*WHAT TO DO:* Tally the lines of the entries in which the string "strings" occurs, and say only how many.

[Stored data]
*****
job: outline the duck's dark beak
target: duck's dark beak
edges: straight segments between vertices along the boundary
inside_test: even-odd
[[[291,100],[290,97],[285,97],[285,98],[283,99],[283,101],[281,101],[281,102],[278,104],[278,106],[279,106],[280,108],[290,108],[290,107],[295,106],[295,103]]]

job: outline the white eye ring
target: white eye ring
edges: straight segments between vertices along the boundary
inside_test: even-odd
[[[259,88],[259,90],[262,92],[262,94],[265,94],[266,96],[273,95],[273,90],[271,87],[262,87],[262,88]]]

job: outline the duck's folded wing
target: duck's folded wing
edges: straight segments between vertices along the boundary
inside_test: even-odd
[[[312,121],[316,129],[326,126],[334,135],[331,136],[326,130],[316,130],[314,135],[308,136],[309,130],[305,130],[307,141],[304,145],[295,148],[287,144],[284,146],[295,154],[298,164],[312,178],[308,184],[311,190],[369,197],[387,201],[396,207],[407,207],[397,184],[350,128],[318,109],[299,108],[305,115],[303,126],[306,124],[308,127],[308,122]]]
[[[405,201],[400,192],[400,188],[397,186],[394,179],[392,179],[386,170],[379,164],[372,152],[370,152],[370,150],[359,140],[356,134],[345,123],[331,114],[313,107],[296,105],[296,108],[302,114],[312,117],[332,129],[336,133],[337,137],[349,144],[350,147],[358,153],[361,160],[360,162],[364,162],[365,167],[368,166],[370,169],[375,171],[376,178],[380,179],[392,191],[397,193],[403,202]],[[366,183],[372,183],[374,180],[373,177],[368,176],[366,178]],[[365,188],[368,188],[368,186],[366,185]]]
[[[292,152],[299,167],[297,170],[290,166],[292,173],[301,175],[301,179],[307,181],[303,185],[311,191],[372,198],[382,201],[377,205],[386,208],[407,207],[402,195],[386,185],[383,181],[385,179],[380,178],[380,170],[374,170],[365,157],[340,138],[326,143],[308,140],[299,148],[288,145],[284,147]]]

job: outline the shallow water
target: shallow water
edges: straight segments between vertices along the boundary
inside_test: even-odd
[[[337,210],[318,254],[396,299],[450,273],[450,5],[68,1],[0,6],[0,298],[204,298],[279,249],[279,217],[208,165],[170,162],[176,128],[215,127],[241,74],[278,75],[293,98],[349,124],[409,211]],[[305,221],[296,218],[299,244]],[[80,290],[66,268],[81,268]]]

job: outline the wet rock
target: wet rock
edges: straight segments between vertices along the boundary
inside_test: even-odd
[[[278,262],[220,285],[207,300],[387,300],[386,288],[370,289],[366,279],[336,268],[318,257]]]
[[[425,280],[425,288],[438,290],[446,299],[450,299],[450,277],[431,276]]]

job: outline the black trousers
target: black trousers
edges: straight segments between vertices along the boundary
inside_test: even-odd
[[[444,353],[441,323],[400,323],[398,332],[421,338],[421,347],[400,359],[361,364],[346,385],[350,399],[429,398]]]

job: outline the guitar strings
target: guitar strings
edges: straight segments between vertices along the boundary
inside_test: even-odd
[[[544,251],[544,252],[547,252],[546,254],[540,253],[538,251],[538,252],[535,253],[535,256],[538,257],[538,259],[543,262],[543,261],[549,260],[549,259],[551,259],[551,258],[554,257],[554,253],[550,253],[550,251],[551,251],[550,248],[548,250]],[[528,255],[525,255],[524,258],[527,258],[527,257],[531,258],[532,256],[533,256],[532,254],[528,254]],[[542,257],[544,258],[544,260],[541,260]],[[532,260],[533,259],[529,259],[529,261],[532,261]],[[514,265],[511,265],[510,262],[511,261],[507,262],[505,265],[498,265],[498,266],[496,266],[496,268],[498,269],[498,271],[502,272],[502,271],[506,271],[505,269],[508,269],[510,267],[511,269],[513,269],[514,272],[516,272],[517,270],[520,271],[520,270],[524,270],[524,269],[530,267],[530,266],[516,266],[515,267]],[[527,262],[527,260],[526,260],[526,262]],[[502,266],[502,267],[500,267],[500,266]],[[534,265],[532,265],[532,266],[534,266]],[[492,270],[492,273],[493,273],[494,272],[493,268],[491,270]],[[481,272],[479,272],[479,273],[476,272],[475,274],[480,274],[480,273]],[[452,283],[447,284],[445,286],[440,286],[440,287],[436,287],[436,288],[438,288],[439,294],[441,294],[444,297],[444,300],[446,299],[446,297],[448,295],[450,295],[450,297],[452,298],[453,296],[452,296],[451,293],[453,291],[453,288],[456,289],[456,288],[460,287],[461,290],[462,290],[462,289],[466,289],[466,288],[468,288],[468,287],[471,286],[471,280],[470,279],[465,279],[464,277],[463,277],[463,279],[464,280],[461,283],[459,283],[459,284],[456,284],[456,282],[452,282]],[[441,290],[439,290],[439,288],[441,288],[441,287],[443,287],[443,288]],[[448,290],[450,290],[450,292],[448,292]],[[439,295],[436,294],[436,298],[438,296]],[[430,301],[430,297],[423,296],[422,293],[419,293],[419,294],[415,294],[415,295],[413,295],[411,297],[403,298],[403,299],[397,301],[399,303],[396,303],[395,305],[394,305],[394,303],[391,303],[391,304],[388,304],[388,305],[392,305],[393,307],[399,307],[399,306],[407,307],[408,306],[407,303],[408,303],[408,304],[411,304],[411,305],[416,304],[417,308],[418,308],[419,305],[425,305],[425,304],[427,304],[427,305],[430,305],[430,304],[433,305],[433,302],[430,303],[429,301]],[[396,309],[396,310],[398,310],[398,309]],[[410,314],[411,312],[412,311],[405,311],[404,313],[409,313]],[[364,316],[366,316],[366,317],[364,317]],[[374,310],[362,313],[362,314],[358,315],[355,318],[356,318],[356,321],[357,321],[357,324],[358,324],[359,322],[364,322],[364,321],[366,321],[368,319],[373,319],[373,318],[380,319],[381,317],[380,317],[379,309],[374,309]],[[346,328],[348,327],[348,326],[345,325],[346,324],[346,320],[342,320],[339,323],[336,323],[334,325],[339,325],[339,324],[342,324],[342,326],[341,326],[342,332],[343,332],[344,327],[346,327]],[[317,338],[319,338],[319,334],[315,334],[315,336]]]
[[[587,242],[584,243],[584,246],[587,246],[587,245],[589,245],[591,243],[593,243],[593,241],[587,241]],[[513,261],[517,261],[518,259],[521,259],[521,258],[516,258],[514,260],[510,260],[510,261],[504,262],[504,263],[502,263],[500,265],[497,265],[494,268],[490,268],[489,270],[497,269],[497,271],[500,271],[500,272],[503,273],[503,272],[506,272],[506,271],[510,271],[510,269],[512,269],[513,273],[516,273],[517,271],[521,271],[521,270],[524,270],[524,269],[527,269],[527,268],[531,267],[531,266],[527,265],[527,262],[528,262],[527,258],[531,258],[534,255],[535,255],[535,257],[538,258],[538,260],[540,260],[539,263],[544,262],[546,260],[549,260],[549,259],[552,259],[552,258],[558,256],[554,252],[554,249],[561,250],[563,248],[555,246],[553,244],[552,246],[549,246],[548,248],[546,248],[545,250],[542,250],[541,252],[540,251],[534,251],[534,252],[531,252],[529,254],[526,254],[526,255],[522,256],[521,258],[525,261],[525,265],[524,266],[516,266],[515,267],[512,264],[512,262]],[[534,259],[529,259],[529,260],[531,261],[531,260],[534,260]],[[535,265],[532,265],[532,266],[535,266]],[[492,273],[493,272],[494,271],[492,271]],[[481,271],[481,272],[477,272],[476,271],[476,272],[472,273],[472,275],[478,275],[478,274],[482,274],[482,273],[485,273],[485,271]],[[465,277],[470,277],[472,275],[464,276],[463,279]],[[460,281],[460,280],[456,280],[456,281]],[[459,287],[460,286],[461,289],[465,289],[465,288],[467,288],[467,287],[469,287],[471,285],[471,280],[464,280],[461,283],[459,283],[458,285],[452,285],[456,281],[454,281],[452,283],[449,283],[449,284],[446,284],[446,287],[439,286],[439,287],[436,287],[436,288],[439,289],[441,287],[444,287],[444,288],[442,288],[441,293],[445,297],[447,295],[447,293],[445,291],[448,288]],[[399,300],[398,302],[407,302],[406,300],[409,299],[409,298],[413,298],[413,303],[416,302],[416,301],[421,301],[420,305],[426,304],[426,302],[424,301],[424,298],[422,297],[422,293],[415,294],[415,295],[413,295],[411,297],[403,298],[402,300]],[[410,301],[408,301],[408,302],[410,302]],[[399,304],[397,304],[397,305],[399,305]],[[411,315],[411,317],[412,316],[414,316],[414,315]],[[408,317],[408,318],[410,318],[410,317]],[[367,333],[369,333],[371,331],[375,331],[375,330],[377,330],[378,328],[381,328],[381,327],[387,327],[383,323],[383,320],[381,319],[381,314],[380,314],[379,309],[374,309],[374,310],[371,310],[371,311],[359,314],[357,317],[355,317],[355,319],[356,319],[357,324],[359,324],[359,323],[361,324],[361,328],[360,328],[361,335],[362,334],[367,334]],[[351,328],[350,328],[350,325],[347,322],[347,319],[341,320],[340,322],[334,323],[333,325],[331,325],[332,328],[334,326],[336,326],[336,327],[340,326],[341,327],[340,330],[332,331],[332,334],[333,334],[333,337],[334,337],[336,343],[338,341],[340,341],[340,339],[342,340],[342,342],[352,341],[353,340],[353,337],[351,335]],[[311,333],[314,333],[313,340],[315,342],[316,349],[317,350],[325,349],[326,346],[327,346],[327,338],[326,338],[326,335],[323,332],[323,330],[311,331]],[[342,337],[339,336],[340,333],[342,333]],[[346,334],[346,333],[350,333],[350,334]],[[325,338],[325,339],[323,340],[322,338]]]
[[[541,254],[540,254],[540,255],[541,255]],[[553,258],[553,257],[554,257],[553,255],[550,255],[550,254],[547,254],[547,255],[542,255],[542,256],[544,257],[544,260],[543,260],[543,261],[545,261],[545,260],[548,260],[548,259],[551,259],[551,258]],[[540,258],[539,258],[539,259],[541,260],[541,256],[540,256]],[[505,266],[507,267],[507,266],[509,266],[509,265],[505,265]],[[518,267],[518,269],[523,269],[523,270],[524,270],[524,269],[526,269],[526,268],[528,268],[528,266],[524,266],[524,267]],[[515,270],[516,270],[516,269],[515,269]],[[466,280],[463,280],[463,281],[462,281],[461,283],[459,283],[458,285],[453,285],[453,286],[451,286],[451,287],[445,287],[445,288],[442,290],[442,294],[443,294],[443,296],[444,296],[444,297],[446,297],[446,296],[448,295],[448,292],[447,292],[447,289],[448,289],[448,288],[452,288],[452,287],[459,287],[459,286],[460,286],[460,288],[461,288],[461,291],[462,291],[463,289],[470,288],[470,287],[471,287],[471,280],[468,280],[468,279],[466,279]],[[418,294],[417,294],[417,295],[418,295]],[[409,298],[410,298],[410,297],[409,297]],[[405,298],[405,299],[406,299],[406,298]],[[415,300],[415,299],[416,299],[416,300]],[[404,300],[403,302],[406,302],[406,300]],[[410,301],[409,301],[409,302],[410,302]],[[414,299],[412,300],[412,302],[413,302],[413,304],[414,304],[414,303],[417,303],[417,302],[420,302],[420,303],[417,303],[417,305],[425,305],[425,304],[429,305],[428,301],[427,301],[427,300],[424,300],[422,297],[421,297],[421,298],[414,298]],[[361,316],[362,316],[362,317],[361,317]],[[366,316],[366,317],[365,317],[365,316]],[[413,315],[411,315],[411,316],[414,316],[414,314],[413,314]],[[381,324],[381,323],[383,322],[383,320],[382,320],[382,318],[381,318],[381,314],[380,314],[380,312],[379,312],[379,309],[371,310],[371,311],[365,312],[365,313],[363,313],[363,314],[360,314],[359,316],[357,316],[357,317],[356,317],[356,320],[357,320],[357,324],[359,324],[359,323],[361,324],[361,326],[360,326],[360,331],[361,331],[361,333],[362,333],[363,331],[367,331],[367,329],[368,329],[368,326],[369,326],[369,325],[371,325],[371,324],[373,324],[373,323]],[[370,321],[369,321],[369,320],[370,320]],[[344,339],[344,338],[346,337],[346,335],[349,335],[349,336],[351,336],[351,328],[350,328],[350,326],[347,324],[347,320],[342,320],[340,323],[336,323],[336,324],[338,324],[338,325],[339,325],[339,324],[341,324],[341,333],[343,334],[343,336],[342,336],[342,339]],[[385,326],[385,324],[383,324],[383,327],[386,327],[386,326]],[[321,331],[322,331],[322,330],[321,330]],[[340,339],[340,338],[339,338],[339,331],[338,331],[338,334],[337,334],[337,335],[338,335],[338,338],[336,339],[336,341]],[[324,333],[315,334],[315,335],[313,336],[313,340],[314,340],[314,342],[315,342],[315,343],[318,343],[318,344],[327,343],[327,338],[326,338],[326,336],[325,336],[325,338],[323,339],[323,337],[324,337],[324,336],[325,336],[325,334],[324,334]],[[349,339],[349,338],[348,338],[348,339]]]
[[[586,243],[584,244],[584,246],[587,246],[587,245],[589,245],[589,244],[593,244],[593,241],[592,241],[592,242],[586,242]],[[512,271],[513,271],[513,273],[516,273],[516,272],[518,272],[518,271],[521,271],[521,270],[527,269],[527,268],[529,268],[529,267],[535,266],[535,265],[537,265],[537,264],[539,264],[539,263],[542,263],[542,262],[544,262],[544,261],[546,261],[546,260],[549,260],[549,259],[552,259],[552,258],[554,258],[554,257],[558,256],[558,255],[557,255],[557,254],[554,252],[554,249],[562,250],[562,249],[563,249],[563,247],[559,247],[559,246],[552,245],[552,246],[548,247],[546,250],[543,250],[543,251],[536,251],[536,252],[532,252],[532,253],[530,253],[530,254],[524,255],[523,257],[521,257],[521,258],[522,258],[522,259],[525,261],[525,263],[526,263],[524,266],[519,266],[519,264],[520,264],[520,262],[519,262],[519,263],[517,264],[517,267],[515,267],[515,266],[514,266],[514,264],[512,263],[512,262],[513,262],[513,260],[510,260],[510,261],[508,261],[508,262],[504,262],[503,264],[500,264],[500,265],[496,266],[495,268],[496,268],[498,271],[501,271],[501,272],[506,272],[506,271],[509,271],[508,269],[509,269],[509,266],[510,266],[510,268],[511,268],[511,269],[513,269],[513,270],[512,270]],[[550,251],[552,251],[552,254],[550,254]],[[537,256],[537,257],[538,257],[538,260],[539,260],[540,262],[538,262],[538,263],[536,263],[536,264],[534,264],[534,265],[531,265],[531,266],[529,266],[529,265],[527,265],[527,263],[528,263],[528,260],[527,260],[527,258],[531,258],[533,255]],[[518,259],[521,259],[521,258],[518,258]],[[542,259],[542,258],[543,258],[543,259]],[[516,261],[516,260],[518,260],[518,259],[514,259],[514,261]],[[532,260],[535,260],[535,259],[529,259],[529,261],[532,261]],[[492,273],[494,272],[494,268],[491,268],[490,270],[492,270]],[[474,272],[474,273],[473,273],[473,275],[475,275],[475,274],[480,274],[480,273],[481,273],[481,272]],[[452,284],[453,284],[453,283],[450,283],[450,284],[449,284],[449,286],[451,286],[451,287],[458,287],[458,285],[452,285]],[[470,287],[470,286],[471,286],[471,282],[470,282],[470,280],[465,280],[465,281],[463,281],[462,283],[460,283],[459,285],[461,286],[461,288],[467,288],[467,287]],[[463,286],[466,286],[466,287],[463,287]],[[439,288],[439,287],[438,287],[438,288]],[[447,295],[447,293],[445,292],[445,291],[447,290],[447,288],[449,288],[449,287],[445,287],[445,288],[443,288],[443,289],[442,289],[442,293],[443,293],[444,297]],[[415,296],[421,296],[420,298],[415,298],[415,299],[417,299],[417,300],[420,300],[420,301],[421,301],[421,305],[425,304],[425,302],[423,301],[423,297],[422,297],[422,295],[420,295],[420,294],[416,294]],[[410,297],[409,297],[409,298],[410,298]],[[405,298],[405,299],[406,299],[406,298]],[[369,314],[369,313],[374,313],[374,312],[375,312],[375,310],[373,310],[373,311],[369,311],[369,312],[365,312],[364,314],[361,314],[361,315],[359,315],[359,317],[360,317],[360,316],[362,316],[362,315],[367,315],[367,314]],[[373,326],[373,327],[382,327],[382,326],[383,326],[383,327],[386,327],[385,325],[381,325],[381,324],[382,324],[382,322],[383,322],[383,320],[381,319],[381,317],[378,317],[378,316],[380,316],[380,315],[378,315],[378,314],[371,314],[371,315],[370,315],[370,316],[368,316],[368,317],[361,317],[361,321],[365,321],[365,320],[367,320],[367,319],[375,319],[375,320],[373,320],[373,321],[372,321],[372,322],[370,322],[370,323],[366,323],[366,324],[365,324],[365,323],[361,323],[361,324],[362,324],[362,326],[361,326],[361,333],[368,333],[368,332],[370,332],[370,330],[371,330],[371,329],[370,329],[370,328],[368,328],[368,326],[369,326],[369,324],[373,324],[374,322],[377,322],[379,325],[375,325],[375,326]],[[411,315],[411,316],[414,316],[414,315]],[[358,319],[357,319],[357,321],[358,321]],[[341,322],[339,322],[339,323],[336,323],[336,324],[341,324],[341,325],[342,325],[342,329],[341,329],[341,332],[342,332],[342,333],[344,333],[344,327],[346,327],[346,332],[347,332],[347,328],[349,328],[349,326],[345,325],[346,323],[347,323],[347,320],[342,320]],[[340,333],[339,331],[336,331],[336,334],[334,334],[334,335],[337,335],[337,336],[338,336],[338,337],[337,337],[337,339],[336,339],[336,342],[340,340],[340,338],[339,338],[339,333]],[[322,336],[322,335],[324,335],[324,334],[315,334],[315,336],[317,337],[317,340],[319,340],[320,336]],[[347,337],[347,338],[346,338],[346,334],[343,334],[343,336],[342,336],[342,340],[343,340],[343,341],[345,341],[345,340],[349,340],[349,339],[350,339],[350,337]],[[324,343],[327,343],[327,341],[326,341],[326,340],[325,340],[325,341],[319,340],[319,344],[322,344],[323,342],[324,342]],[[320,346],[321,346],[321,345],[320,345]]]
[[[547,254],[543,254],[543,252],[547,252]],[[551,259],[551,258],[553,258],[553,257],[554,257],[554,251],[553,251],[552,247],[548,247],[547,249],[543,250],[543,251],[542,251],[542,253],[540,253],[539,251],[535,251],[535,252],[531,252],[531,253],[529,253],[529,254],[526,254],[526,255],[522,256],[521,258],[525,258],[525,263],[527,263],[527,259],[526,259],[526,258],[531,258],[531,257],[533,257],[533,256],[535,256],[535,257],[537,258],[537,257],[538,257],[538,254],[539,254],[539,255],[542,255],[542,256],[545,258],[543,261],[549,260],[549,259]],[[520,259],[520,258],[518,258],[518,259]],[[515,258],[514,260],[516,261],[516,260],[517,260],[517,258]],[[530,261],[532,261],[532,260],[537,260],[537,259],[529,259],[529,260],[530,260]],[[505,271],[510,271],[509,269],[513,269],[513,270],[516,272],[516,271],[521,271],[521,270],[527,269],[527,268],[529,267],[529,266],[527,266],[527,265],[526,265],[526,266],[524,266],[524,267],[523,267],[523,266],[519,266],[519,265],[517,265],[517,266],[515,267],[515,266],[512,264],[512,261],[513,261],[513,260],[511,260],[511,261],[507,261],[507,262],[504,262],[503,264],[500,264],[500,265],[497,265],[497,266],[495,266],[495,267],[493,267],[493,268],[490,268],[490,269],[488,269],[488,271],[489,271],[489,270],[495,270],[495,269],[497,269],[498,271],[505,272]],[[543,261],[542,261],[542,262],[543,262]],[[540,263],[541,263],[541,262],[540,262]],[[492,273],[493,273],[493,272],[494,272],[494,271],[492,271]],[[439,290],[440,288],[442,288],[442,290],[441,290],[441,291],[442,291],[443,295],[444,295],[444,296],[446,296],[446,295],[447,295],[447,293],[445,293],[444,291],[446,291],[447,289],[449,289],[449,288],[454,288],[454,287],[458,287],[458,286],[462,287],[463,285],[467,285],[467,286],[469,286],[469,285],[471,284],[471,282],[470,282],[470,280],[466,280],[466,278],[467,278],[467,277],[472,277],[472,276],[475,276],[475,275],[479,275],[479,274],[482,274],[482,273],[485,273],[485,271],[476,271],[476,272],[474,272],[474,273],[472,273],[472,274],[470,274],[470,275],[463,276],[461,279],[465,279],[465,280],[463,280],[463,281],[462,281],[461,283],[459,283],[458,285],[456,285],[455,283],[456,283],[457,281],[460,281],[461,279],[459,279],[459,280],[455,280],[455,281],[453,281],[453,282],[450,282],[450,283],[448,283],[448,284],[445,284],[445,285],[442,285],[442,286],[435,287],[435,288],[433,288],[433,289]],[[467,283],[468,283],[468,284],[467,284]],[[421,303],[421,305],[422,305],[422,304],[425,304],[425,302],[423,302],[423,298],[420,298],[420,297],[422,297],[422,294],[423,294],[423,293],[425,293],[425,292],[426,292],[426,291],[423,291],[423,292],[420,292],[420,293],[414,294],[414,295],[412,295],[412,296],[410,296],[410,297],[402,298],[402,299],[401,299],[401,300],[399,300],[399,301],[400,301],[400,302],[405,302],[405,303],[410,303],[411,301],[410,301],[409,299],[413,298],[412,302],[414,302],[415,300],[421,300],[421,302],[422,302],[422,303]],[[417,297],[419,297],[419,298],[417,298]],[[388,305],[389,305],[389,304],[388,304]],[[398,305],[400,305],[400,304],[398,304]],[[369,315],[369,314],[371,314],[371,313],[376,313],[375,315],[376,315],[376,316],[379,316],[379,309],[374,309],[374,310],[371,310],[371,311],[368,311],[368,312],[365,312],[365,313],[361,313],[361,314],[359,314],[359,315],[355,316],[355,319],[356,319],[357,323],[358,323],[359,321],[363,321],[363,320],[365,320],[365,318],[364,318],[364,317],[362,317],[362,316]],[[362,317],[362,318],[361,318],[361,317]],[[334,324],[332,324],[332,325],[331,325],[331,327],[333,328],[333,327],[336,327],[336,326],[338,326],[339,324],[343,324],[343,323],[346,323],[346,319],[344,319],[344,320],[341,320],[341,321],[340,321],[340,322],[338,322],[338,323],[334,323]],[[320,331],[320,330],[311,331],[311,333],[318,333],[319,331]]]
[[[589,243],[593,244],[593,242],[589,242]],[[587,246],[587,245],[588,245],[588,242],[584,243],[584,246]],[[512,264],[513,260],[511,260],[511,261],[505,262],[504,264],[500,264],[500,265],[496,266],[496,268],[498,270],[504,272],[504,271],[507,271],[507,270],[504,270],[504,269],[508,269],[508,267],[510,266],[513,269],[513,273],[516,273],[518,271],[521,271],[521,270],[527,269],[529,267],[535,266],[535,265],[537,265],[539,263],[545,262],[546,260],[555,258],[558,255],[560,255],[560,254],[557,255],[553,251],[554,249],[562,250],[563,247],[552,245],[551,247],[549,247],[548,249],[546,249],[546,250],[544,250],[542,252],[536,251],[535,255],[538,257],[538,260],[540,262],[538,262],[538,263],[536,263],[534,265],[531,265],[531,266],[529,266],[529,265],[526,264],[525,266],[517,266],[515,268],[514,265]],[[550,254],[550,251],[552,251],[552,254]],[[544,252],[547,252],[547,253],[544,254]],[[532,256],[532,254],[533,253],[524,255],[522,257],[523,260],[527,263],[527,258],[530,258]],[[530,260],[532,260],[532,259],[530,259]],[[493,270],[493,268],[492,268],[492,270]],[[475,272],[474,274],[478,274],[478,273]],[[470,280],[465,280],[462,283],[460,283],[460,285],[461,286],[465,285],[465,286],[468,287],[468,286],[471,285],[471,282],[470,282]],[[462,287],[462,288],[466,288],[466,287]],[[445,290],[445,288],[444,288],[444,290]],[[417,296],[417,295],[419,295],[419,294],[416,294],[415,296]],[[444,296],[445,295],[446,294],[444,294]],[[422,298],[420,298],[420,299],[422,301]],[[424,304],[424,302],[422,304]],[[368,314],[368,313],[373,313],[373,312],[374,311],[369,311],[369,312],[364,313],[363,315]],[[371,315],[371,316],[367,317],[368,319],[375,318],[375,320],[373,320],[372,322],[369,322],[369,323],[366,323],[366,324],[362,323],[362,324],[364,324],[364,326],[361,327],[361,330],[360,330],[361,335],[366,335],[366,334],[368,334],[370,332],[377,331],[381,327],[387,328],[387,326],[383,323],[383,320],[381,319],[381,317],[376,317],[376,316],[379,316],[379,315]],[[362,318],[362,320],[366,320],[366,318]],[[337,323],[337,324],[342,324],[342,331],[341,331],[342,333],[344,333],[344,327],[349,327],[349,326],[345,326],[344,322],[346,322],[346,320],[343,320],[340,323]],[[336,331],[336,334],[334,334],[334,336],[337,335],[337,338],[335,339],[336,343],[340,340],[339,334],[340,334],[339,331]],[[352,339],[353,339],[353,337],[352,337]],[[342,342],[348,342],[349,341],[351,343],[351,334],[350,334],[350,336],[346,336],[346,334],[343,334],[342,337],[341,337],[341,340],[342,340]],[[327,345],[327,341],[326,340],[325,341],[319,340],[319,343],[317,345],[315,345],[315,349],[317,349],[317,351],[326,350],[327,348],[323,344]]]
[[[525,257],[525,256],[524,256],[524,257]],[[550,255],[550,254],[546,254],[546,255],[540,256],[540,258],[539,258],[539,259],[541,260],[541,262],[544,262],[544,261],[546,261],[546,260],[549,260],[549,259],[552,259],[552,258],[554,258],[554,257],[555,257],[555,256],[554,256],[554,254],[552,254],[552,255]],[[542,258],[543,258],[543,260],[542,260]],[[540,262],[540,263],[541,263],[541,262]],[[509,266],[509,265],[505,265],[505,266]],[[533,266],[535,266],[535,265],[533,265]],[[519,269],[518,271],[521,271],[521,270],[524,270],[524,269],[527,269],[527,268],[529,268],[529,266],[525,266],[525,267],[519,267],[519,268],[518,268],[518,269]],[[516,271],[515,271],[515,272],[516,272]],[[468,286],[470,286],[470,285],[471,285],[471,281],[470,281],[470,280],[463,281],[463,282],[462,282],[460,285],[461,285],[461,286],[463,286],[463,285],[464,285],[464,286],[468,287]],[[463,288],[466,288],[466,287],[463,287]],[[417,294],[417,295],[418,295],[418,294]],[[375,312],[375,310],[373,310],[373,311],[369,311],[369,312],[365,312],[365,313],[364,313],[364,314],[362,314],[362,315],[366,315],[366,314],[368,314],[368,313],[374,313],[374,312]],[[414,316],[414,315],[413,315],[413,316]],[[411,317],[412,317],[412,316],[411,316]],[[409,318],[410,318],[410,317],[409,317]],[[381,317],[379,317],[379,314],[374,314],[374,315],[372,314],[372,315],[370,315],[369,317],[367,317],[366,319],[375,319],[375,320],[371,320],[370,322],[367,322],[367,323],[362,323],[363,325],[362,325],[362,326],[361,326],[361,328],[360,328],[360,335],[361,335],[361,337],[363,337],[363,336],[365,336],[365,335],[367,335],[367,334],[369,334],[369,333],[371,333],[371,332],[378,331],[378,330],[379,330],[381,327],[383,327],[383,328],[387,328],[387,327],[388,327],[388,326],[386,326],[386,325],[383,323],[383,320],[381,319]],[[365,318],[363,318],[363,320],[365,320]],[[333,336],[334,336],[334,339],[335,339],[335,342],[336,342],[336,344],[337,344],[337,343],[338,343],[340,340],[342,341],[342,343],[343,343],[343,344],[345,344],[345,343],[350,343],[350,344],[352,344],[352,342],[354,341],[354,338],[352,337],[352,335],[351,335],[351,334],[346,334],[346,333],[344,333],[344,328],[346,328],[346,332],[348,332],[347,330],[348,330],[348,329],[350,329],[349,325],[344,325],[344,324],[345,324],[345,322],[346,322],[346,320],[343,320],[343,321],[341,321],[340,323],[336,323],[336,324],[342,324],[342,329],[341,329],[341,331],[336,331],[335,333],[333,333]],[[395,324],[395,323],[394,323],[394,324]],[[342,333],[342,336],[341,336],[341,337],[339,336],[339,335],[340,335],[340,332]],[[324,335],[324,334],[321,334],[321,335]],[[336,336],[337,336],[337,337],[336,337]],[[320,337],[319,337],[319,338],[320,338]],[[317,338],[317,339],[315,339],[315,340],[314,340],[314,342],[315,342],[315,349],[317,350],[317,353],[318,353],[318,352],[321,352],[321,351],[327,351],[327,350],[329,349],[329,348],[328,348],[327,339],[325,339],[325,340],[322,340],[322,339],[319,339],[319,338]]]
*****
*RESPONSE:* 2